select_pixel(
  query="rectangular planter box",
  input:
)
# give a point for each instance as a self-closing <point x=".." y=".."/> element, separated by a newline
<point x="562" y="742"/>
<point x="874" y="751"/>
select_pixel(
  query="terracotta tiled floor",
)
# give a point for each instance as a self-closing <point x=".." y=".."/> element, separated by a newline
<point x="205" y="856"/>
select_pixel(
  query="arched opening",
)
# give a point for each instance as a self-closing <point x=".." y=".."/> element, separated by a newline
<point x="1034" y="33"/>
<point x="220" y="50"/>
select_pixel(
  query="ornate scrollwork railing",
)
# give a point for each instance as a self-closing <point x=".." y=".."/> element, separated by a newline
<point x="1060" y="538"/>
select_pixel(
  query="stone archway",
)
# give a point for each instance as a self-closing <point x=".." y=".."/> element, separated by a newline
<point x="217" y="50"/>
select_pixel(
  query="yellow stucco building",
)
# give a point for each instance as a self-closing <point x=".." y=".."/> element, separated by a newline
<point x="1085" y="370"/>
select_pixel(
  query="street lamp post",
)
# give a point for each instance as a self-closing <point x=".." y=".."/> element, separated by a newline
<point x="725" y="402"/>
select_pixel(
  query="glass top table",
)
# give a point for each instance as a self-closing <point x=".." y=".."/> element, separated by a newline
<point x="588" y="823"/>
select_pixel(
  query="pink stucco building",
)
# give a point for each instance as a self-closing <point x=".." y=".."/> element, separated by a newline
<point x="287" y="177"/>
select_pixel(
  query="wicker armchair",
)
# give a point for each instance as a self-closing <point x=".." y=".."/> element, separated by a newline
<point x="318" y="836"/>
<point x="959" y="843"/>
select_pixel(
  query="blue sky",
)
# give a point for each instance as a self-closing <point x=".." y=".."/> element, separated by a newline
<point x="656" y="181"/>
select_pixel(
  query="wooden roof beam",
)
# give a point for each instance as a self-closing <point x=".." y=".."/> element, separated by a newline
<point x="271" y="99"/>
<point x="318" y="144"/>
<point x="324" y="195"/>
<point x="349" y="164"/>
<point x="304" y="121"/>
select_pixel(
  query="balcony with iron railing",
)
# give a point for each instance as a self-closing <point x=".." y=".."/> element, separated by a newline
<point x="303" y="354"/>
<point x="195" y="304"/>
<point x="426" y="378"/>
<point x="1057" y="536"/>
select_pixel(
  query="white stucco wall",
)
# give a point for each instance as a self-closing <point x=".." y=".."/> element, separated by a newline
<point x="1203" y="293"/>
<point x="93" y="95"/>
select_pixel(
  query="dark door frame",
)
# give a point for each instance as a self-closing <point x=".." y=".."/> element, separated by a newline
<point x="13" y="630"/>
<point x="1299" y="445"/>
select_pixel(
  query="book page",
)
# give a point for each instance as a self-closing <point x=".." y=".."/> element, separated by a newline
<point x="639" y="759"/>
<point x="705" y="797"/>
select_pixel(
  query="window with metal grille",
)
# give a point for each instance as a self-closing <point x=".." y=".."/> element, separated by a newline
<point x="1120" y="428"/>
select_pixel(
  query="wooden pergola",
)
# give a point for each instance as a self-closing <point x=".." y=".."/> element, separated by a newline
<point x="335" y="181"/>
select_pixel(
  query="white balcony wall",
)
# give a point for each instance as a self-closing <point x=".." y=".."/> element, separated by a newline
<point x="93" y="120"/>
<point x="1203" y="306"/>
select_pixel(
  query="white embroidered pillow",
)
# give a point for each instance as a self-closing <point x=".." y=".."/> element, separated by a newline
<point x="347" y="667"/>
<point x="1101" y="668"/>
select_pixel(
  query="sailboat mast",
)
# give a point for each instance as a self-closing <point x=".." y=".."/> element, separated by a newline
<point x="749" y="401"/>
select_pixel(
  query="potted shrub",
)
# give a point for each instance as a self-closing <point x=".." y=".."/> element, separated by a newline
====
▶ _PROBLEM TO SOLVE_
List each line of the records that contains the word "building", copying every such line in full.

▶ _RESULT FOR THIS EXERCISE_
  query="yellow stucco building",
  query="pink stucco building",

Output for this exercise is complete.